**DIRECTIONS FOR THIS TASK:**
Report, word for word, every line of the material that contains "below".

**RAW DATA:**
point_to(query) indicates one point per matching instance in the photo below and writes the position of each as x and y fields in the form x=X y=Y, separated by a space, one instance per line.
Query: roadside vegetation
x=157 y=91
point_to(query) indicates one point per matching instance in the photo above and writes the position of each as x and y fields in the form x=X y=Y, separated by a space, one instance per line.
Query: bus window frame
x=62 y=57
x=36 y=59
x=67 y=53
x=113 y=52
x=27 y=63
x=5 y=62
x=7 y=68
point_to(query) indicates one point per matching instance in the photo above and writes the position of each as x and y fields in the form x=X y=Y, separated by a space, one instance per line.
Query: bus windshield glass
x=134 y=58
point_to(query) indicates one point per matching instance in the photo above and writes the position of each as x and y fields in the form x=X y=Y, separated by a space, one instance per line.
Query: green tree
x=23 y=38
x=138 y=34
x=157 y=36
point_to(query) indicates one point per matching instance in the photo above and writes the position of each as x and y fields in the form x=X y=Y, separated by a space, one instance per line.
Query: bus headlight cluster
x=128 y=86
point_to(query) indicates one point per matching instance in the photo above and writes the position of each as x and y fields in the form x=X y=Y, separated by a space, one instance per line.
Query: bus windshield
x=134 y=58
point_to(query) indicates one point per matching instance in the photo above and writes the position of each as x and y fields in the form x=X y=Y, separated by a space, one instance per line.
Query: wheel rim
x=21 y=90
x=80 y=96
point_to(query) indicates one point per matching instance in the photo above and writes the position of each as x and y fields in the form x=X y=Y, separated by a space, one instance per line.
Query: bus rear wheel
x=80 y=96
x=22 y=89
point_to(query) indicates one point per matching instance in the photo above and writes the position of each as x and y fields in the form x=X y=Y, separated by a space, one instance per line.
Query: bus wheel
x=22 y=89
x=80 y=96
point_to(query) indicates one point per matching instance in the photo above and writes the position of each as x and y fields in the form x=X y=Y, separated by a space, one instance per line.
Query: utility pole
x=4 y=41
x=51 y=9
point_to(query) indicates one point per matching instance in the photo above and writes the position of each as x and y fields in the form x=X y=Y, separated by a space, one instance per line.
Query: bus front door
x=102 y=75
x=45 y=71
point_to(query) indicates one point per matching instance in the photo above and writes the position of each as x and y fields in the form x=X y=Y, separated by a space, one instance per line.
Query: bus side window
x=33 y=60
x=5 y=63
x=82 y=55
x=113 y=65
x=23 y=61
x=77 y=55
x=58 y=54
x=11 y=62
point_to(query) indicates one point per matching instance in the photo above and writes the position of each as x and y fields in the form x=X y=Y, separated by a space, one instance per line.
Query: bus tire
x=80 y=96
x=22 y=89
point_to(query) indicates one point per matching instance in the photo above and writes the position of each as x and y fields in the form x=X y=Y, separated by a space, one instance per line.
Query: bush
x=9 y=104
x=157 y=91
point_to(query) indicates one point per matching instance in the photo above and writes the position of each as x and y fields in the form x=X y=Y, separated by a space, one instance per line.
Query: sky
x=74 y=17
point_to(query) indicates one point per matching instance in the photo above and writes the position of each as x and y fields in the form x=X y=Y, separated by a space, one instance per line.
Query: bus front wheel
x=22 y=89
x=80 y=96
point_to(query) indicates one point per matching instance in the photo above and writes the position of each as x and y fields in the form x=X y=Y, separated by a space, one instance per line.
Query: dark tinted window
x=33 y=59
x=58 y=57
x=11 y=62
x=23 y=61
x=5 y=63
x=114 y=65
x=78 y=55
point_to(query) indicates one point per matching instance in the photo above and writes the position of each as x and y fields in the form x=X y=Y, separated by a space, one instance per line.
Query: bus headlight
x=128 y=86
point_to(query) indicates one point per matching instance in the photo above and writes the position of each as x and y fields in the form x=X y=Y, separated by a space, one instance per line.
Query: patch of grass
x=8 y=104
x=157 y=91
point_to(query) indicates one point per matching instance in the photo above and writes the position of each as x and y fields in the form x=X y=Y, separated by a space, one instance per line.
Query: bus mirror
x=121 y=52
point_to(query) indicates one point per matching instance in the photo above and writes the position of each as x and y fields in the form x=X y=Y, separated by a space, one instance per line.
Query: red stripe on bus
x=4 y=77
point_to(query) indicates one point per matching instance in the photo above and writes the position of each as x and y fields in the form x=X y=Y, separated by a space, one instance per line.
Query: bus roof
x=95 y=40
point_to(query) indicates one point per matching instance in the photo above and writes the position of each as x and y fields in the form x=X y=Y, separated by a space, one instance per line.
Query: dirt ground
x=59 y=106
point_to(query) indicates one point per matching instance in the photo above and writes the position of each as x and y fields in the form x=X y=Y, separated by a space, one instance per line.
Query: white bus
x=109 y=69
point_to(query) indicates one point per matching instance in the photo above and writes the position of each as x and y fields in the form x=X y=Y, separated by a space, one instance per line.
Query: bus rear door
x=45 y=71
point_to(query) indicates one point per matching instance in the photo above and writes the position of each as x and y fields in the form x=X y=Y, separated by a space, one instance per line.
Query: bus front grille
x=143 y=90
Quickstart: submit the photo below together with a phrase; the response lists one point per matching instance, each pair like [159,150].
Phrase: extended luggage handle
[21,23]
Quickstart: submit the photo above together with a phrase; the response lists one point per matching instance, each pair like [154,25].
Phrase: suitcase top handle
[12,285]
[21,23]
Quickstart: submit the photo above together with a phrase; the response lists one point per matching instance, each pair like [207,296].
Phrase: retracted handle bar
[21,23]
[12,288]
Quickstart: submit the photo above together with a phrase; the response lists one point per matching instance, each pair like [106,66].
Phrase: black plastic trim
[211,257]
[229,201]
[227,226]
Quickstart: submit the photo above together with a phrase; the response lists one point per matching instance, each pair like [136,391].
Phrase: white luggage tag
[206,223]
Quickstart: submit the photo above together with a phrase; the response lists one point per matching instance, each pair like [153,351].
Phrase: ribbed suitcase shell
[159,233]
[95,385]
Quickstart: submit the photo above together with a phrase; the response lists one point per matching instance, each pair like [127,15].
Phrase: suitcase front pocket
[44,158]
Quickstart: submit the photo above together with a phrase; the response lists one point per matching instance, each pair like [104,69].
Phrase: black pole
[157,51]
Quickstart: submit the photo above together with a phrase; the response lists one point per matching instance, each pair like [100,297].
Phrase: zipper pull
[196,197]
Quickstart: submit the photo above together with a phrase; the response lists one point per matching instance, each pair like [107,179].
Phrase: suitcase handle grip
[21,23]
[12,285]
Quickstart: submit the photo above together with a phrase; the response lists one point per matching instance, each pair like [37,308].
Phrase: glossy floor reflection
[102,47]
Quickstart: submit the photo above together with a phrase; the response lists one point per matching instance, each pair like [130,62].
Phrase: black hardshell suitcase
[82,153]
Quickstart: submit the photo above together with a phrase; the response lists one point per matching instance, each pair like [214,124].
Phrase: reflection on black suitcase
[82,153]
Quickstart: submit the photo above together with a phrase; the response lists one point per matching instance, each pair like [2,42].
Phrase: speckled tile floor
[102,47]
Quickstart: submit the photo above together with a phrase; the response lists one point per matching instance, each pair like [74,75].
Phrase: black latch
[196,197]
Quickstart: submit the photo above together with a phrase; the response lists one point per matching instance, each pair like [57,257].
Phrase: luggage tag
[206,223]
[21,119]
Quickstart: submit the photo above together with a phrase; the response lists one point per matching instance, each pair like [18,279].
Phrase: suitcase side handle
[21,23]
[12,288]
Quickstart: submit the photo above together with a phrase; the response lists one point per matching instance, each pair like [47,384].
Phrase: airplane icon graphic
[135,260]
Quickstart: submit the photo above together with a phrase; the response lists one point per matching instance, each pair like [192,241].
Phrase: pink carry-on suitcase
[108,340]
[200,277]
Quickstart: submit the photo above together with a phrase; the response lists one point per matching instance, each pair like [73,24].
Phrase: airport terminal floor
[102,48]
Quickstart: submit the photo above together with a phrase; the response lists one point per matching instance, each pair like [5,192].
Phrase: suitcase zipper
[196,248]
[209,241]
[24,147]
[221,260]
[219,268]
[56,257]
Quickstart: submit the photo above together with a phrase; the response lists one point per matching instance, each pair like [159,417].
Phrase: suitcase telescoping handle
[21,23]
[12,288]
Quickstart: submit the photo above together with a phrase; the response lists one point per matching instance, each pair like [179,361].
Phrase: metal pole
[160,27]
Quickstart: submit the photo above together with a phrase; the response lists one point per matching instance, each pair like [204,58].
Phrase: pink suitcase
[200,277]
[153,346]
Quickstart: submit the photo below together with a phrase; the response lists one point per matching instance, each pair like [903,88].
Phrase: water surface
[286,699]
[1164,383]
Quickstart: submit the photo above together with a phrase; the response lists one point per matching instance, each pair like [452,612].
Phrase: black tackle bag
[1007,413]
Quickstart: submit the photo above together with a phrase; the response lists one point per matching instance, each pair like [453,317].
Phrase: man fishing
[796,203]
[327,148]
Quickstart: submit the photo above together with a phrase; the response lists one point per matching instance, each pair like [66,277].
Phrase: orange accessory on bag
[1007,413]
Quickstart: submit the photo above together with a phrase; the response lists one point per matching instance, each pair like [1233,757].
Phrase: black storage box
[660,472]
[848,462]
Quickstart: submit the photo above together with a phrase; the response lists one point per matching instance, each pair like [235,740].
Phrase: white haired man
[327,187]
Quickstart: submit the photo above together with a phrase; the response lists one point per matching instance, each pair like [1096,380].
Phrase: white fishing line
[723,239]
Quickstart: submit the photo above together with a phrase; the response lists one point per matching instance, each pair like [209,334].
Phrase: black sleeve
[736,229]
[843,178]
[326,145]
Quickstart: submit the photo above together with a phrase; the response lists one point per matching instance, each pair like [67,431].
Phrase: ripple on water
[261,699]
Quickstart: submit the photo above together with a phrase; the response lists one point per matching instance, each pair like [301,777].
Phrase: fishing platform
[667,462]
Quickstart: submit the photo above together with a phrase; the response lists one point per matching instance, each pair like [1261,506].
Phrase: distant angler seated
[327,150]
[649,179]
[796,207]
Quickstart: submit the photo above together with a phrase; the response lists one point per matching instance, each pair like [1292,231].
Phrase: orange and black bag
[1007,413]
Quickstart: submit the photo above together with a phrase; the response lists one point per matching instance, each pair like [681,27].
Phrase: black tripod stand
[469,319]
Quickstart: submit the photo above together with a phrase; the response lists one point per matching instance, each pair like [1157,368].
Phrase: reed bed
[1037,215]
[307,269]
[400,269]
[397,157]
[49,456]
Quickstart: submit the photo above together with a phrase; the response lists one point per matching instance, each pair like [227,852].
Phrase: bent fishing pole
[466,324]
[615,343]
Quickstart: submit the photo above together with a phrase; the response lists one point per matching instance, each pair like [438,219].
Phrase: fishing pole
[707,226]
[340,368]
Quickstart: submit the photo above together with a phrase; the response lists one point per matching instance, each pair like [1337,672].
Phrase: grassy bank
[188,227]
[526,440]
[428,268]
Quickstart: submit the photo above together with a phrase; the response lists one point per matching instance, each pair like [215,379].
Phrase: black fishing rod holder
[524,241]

**EXPECTED OUTPUT:**
point_to(query) indicates one point per matching instance in the photo below and writes the position of each as x and y fields in the form x=X y=Y, separated by a space, one instance per line.
Quickstart: submit the photo below together with a phrase; the response lists one point per matching instance, each pair like [159,150].
Quickstart: submit the photo below together with a phrase; the response lists one point per matching instance, each pair like [903,88].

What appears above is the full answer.